**Data for analysis**
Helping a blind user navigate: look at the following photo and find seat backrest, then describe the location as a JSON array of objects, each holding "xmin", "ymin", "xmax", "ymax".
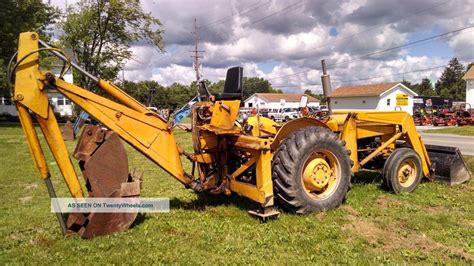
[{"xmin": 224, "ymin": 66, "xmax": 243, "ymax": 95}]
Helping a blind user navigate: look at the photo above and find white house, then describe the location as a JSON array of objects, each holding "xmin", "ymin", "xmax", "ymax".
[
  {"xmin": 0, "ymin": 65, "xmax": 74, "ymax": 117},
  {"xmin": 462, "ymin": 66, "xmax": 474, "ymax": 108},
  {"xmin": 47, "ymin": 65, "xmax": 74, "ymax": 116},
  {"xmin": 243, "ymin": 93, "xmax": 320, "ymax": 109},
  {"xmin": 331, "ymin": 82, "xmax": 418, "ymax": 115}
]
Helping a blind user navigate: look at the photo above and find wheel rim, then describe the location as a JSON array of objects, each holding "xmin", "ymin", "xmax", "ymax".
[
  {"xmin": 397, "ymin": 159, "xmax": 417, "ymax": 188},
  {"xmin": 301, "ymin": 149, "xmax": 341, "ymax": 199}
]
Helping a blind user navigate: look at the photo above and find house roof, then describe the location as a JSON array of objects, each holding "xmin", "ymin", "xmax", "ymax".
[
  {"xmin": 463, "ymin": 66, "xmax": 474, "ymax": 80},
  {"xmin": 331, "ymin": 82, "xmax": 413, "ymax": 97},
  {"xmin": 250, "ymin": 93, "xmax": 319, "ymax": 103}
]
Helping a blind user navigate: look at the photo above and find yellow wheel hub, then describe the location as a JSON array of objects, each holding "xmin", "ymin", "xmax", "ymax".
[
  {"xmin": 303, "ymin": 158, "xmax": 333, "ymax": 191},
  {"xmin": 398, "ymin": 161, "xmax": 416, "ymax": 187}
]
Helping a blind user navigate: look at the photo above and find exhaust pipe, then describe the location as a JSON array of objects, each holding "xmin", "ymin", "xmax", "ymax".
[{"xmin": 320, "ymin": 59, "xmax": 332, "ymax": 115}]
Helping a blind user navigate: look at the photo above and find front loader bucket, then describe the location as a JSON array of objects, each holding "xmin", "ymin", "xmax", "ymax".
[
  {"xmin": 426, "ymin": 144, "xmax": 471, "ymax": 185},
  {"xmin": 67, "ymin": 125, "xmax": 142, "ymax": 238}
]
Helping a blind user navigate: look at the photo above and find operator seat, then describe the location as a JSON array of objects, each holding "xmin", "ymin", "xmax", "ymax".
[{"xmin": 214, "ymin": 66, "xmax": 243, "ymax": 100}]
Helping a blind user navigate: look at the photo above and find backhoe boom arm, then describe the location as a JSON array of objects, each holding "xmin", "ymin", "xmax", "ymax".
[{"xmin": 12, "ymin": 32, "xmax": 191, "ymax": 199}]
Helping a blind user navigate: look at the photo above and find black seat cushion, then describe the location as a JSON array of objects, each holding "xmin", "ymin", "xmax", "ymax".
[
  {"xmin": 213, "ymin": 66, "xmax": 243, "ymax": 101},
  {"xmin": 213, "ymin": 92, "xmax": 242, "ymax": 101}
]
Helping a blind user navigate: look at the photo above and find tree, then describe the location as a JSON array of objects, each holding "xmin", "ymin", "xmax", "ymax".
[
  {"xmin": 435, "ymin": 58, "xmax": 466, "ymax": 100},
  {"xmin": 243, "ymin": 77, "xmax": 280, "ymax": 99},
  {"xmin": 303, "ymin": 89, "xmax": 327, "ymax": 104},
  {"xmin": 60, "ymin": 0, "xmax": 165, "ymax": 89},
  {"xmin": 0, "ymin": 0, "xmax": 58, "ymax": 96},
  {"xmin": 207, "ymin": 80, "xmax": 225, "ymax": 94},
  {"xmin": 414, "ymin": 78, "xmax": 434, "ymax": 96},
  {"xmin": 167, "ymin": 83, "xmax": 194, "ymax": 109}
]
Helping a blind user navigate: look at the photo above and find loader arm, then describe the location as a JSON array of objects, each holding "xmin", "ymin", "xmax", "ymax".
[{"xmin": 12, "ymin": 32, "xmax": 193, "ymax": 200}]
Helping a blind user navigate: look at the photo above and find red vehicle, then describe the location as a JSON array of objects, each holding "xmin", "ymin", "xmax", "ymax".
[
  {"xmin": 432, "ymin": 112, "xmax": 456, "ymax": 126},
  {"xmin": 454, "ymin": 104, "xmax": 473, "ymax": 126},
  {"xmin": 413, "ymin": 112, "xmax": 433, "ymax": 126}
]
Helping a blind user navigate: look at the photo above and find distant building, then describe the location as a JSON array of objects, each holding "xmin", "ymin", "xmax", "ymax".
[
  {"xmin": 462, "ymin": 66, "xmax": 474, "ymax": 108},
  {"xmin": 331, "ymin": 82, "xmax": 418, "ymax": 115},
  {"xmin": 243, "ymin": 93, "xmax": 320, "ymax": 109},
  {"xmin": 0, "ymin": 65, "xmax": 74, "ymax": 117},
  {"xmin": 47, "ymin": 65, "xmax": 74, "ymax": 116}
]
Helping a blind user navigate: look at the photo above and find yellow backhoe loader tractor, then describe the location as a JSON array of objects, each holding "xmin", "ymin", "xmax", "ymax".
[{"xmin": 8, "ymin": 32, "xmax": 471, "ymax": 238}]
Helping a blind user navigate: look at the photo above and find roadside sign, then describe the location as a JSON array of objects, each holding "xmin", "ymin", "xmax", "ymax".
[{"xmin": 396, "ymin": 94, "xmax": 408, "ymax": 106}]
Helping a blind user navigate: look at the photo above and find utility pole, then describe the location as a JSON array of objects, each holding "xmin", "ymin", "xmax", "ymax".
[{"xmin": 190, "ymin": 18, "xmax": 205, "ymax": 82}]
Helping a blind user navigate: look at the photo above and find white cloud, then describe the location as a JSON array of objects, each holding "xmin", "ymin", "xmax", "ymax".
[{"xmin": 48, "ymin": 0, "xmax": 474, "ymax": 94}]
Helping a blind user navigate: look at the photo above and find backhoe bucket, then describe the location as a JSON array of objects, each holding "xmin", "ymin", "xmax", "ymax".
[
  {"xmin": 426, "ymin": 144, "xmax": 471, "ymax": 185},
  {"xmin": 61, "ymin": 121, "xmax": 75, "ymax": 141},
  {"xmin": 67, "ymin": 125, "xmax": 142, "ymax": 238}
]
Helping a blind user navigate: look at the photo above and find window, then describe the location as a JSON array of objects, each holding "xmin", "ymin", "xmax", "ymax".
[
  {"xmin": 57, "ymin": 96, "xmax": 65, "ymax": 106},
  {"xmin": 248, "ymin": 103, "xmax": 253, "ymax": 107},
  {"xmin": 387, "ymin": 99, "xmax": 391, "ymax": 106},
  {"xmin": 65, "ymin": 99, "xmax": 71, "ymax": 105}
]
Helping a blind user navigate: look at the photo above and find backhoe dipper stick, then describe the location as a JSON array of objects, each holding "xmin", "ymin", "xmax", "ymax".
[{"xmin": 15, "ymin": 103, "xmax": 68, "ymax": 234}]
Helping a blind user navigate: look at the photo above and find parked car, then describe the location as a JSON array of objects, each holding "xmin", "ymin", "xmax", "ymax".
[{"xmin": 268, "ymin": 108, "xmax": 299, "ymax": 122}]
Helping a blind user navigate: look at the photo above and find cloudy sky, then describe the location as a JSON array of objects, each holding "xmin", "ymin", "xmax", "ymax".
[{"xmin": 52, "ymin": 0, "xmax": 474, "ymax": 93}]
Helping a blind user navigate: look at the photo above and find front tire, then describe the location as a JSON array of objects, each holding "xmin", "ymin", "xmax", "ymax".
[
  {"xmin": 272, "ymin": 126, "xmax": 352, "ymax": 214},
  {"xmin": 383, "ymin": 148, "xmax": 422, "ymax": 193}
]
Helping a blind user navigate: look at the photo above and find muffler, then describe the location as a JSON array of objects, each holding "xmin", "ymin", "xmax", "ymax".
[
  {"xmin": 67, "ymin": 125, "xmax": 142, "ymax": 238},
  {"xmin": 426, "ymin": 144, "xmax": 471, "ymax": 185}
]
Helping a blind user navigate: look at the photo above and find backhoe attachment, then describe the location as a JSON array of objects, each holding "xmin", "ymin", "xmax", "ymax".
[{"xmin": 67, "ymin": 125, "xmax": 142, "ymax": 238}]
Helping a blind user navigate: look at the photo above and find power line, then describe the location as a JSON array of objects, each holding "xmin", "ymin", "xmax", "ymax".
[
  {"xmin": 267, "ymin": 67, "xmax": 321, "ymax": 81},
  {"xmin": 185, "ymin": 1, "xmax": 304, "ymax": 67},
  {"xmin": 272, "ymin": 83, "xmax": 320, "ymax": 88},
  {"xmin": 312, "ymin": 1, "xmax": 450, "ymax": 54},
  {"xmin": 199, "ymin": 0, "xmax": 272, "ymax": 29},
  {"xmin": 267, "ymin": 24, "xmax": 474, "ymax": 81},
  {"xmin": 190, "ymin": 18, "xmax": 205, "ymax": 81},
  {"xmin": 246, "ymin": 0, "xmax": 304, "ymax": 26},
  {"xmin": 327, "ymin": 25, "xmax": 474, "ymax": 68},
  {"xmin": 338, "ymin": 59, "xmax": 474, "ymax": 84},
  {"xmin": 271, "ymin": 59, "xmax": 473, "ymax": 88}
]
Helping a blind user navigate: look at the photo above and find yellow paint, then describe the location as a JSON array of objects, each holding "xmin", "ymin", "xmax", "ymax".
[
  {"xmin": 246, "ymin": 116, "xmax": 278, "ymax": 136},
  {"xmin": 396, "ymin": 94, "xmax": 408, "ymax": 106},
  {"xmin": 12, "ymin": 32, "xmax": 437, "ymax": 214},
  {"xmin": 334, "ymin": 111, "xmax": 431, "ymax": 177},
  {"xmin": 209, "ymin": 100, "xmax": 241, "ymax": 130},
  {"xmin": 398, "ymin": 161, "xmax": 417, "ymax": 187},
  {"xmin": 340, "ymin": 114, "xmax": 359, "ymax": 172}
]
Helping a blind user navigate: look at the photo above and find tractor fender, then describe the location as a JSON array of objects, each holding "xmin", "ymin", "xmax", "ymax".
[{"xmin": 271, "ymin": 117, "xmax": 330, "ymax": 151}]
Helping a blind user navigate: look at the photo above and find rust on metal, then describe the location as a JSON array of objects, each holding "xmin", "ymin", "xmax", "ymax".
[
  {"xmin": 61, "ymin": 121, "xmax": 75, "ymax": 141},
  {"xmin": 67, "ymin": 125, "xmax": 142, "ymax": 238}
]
--
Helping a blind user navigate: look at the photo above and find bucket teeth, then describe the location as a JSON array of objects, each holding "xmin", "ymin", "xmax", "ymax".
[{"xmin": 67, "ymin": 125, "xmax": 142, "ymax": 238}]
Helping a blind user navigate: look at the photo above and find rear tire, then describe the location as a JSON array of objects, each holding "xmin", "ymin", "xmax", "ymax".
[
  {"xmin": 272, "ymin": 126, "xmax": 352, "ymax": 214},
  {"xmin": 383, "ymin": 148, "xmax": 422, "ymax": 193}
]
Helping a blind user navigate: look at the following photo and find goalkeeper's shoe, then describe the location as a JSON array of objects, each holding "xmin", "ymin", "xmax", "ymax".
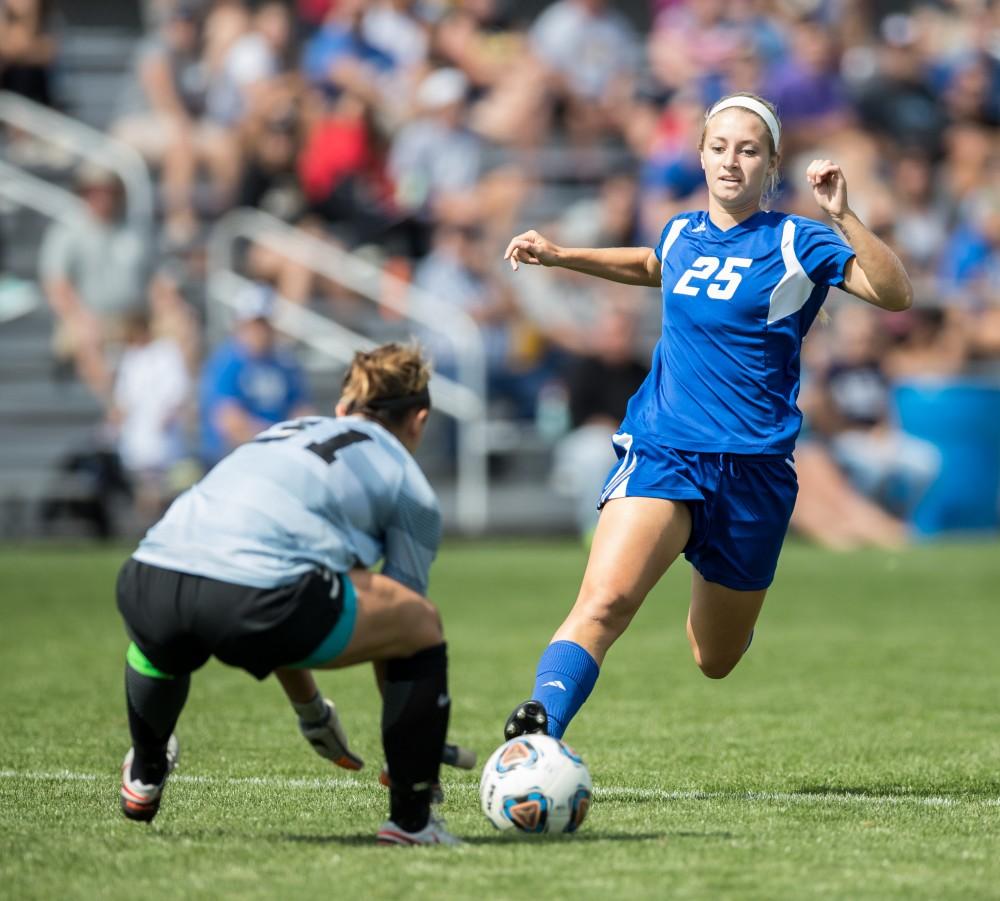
==
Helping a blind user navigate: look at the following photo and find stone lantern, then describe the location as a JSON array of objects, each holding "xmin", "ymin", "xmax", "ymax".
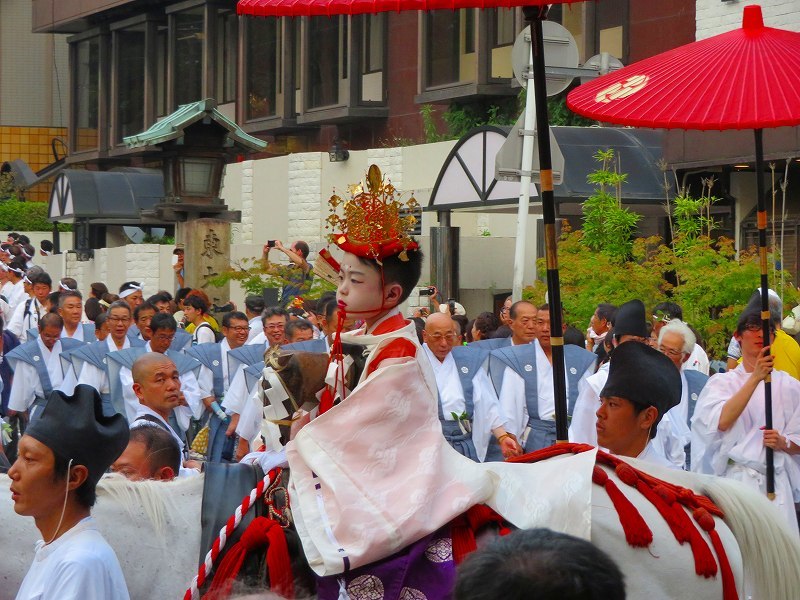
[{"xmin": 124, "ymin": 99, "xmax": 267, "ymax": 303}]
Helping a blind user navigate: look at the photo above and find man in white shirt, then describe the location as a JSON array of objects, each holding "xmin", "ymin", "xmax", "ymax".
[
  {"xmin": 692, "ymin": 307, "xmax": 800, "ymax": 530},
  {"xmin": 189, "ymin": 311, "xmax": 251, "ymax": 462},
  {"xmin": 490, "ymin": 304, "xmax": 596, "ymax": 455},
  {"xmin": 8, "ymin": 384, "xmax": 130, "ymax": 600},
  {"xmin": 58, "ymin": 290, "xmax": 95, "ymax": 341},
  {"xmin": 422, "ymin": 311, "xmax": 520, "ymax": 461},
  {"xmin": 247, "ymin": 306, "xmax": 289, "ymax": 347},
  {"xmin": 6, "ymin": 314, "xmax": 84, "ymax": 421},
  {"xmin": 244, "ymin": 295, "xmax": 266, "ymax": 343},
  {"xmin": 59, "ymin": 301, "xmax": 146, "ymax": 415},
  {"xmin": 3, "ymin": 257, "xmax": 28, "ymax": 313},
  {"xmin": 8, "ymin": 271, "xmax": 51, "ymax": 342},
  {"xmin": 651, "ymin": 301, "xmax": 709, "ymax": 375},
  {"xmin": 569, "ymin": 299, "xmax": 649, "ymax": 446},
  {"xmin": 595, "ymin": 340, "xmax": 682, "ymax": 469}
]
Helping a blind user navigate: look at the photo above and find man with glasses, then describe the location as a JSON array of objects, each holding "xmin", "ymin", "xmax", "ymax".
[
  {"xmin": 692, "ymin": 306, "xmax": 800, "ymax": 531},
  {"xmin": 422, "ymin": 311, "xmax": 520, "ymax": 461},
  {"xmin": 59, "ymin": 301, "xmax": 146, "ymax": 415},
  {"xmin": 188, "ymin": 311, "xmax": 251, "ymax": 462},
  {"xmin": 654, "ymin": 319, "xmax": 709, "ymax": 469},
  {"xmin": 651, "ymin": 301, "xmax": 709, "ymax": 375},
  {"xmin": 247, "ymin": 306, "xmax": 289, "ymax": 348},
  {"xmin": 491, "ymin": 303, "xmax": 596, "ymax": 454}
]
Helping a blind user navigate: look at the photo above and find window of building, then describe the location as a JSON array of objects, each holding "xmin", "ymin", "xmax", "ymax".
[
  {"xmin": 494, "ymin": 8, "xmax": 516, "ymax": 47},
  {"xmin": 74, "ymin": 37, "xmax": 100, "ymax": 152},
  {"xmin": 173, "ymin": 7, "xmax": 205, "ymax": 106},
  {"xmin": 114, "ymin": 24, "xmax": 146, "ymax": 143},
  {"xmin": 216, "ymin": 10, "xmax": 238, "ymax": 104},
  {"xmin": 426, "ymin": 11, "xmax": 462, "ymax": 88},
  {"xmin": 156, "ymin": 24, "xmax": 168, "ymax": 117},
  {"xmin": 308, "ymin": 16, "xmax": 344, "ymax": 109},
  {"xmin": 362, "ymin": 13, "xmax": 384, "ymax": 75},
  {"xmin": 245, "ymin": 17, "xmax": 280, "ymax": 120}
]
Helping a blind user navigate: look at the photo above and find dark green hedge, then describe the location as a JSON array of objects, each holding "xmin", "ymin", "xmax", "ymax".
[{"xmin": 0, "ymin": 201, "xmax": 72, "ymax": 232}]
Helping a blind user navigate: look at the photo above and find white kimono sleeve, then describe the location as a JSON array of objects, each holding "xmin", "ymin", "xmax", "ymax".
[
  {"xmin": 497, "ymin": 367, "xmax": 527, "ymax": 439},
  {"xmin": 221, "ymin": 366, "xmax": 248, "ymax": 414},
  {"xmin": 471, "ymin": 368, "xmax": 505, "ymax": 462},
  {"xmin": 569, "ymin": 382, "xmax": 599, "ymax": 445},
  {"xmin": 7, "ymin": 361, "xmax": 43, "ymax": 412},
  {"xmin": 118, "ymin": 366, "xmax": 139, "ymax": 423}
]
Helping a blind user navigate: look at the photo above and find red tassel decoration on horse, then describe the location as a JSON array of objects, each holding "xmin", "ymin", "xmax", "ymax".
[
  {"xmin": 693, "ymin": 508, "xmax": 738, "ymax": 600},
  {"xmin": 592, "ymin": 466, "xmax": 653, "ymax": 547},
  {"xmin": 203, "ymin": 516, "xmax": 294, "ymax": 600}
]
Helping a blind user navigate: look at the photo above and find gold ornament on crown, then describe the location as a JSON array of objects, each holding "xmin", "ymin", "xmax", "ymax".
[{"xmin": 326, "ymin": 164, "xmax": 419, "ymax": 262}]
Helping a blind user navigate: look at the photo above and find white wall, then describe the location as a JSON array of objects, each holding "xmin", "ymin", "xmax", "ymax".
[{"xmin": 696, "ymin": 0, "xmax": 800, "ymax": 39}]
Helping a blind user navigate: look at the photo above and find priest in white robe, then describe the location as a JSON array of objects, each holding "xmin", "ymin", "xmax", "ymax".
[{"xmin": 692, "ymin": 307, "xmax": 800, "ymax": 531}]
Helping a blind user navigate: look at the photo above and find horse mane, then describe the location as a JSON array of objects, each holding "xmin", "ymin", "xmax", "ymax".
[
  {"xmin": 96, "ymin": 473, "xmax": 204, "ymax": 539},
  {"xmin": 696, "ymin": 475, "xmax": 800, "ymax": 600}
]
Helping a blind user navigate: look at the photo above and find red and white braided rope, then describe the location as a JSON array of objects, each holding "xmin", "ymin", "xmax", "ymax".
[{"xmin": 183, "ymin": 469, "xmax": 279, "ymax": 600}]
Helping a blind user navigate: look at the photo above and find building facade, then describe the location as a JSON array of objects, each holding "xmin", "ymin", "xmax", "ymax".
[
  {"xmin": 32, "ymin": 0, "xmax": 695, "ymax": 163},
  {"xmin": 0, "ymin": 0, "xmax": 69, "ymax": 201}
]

**Task to complete**
Out of the data above, transcribe exactly and only the lines starting with the line that has "and find rear" and going on through the line that has "and find goalkeeper's", both included.

**Task output**
Helping a blind user navigate: look at the photo above and find rear tire, then describe the location as a JSON array of objects, each holding "xmin", "ymin", "xmax", "ymax".
[
  {"xmin": 272, "ymin": 126, "xmax": 352, "ymax": 214},
  {"xmin": 383, "ymin": 148, "xmax": 422, "ymax": 193}
]
Helping a blind user navigate: look at the following photo and find goalkeeper's shoe, then describe the location as a JSON array of objects, each holding "xmin", "ymin", "xmax", "ymax".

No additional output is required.